TO DO: All lines between the one holding "Point out the tan boot" and the end of the material below, both ends included, should be restated exactly.

TASK INPUTS:
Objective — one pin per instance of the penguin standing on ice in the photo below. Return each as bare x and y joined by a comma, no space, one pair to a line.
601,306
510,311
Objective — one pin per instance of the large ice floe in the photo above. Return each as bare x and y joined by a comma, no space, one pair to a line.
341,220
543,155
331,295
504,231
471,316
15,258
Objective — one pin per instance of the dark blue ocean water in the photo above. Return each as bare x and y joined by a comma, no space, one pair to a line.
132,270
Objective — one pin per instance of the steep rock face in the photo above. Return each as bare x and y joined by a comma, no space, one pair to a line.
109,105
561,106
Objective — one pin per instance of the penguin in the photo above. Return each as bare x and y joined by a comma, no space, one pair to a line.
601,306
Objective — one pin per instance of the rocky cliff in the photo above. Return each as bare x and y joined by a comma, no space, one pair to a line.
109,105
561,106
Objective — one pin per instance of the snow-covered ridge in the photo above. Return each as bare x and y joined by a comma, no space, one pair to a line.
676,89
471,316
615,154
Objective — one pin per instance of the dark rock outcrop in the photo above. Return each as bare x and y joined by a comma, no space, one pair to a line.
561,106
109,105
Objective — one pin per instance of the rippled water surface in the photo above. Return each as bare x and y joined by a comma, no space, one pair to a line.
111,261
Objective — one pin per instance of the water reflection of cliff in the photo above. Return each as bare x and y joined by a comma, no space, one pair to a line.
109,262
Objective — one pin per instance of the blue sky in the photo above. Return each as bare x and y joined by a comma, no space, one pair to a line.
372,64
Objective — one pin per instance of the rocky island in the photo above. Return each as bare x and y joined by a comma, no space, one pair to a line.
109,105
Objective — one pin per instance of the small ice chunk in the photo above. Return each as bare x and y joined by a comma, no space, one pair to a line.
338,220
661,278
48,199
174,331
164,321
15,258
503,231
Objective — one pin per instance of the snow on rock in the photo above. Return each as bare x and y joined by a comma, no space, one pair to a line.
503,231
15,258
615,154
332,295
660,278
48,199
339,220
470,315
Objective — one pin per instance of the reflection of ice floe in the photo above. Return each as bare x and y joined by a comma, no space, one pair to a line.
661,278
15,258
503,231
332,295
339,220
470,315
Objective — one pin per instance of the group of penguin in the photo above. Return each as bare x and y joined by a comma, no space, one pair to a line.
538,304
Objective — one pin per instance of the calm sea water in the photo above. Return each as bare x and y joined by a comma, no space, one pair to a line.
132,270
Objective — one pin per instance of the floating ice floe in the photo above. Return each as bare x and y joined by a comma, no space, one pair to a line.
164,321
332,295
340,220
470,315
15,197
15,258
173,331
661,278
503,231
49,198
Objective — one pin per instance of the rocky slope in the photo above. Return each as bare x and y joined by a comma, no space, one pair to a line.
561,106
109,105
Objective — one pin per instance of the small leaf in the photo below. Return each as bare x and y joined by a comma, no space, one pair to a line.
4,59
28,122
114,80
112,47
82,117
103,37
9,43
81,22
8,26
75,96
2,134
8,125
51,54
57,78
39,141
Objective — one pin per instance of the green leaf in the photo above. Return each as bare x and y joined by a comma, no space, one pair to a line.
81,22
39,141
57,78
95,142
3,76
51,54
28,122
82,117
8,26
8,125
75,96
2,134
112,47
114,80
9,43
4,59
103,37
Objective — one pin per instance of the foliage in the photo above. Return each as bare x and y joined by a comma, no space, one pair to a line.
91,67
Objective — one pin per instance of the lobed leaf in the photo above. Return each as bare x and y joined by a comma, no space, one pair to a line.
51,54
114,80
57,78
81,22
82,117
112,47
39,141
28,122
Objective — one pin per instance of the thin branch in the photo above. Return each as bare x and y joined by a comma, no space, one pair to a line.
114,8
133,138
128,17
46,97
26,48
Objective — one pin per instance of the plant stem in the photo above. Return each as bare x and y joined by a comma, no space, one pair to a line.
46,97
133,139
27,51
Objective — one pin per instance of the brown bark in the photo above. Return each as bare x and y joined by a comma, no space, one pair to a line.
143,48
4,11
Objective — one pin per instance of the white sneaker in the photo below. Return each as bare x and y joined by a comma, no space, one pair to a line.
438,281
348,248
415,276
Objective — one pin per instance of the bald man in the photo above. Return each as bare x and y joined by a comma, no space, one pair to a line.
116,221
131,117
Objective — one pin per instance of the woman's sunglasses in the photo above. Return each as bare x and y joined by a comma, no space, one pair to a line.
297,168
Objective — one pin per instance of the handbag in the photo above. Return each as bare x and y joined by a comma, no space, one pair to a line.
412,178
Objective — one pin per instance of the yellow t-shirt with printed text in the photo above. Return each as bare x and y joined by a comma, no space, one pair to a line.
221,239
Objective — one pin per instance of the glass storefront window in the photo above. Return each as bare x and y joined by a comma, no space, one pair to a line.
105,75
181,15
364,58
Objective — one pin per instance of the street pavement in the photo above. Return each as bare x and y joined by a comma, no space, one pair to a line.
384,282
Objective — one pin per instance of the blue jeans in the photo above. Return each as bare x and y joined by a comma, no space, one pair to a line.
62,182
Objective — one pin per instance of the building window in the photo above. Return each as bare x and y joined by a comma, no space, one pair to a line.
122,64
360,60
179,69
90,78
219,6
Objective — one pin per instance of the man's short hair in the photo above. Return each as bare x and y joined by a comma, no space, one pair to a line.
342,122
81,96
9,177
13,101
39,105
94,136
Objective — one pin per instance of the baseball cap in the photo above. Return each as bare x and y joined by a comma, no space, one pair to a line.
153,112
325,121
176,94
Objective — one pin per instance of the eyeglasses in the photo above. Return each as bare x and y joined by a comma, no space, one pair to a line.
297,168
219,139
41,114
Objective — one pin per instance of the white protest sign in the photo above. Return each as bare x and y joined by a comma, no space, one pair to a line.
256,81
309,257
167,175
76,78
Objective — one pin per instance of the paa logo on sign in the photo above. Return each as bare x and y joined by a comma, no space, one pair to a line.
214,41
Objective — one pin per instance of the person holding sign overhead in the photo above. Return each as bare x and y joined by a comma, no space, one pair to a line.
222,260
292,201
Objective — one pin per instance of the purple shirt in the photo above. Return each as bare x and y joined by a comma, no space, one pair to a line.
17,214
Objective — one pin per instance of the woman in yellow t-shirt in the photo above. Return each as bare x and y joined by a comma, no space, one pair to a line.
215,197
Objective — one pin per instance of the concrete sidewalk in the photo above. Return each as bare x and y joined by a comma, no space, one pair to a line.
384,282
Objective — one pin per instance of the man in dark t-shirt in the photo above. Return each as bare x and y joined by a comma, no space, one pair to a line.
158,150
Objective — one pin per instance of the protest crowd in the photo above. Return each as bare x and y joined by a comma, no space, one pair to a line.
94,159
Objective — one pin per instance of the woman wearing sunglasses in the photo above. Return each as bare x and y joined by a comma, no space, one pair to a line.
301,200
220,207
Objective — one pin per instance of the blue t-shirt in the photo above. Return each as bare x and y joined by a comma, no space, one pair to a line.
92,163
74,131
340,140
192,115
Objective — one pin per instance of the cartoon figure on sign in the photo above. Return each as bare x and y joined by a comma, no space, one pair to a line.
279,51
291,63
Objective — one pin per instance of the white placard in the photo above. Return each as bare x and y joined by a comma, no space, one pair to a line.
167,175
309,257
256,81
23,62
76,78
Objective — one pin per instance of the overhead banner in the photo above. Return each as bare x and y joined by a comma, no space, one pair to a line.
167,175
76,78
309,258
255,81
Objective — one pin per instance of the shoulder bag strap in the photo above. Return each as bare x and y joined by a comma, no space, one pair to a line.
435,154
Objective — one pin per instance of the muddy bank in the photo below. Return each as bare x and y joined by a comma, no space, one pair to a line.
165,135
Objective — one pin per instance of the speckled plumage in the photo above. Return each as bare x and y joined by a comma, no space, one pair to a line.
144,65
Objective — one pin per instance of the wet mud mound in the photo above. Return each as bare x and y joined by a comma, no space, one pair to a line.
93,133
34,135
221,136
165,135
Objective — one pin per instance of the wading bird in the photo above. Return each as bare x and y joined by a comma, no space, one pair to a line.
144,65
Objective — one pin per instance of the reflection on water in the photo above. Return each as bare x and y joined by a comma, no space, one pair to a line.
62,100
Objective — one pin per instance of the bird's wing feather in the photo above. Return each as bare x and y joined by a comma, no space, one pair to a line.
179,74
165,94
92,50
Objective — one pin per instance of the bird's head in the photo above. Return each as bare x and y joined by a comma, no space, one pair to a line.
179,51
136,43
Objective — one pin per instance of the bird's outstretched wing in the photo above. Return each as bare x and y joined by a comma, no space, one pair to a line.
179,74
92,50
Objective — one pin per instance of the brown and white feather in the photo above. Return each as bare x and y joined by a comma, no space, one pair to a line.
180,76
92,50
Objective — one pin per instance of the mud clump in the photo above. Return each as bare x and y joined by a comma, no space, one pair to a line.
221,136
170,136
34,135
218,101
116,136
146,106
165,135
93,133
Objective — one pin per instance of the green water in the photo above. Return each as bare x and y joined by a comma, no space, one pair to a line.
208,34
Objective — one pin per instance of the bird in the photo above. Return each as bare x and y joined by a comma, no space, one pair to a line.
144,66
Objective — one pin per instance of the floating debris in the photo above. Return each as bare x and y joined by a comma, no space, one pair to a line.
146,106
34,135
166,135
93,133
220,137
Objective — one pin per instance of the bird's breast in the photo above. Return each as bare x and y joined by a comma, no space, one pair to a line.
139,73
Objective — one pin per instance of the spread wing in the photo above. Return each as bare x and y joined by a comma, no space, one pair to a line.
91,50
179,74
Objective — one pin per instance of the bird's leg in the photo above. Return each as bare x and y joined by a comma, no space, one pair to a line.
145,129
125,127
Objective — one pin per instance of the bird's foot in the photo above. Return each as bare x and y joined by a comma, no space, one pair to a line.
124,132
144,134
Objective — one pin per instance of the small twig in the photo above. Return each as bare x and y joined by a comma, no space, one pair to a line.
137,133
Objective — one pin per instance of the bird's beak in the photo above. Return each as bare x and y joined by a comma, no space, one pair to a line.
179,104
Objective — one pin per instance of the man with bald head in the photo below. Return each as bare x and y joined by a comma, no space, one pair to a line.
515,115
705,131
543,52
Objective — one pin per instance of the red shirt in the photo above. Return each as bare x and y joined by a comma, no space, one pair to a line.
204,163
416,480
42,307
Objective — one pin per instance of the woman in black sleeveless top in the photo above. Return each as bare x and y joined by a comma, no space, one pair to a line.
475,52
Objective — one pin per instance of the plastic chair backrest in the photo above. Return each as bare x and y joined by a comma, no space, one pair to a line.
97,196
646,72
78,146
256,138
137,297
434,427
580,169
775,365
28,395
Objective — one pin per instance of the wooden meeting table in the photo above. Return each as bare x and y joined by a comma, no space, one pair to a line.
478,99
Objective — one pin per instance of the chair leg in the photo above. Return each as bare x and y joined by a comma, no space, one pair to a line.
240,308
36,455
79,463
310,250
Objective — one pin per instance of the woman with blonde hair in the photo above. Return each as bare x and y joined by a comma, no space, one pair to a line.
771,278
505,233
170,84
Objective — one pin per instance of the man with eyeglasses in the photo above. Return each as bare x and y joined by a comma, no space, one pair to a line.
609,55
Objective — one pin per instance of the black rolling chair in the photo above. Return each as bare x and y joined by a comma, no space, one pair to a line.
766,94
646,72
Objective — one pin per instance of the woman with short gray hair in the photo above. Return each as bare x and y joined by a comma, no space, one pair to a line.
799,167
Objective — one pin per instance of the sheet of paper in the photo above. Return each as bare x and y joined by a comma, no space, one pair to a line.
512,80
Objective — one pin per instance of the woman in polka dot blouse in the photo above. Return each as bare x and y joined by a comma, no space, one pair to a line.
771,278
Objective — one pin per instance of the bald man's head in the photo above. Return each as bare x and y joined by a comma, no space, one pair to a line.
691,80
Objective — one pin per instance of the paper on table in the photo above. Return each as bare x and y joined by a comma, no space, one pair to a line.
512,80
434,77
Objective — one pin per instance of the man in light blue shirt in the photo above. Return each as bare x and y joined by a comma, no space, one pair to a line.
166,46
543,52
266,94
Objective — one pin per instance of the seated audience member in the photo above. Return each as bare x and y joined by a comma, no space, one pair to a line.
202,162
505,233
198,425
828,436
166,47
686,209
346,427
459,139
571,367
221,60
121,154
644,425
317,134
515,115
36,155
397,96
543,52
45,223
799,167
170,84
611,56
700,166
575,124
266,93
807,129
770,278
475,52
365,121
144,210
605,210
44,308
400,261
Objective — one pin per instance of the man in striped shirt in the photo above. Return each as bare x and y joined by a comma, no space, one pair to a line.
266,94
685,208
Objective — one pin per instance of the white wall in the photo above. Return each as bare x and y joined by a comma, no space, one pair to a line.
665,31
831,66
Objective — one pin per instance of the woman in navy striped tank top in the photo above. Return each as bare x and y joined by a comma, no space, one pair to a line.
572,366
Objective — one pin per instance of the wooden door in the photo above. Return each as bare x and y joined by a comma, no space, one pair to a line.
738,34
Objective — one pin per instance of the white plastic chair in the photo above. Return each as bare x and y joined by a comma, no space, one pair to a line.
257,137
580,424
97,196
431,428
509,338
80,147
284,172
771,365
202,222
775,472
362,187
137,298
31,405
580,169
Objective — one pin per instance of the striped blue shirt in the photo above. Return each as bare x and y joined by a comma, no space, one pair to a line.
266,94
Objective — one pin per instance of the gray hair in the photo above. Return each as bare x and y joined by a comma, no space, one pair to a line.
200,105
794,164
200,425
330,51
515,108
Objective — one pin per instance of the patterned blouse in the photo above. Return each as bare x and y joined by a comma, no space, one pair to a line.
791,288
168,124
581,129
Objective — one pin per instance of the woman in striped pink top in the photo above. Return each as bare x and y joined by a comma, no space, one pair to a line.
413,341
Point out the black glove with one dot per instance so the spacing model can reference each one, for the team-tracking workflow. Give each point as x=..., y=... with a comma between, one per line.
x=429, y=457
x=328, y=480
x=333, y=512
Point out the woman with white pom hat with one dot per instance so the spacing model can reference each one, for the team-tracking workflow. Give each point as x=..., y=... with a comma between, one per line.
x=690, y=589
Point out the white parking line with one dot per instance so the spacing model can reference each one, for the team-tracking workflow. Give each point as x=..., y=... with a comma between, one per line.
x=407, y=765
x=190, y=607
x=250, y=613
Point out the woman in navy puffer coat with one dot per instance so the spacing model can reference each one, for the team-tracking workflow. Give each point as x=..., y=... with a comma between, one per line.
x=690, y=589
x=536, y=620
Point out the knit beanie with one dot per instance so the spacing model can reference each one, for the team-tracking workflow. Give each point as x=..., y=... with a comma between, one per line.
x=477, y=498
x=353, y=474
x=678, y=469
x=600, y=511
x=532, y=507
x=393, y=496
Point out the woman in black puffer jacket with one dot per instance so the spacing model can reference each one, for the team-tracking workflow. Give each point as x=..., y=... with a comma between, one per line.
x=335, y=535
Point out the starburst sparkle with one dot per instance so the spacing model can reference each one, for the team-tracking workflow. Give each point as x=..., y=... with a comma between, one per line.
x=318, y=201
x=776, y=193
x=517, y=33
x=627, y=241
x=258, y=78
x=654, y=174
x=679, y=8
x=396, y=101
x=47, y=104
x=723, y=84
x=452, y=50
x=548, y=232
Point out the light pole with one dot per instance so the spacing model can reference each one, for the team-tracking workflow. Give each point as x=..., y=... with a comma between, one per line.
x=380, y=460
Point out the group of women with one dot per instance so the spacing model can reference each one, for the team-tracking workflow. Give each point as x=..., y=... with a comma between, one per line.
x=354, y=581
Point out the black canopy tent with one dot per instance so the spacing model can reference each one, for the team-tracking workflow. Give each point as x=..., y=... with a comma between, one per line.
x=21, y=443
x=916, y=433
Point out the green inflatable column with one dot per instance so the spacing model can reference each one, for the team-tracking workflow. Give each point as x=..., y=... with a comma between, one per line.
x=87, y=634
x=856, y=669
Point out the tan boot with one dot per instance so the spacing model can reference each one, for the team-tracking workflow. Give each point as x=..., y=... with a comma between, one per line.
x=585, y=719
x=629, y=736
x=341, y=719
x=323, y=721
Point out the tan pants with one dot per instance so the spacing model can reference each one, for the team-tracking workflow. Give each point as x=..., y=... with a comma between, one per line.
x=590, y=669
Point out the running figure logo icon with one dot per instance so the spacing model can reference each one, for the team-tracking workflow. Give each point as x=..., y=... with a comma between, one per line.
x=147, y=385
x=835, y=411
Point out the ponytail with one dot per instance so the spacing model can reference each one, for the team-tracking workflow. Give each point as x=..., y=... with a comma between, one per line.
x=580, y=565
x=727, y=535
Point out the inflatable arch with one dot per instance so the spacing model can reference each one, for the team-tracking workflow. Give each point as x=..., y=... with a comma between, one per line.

RESULT:
Point out the tan boot with one dot per instance so the spacing model can reference each one, for the team-tracking workflow. Give each point as x=..., y=... with a comma between, one per line.
x=585, y=719
x=629, y=736
x=341, y=719
x=323, y=721
Point out the tan pants with one dot per instance so the spacing model can reference each one, for the team-tracking workflow. Give each point as x=..., y=... with a comma between, one per line.
x=590, y=669
Point out the running figure logo icon with one dot per instance so the spacing model can reference each one, for the team-tracking workflow. Give each point as x=..., y=... with a comma between, one per line.
x=147, y=385
x=835, y=411
Point out the ponytail with one dot per instance so the spacing model can reference each one, for the team-tracking workflow. Give each point as x=..., y=... with a comma between, one per line.
x=580, y=565
x=727, y=535
Point out the inflatable arch with one dot per instance so the spacing model can reference each one, for the team-tracking workflow. Give each point as x=..., y=... with a comma between, one per line.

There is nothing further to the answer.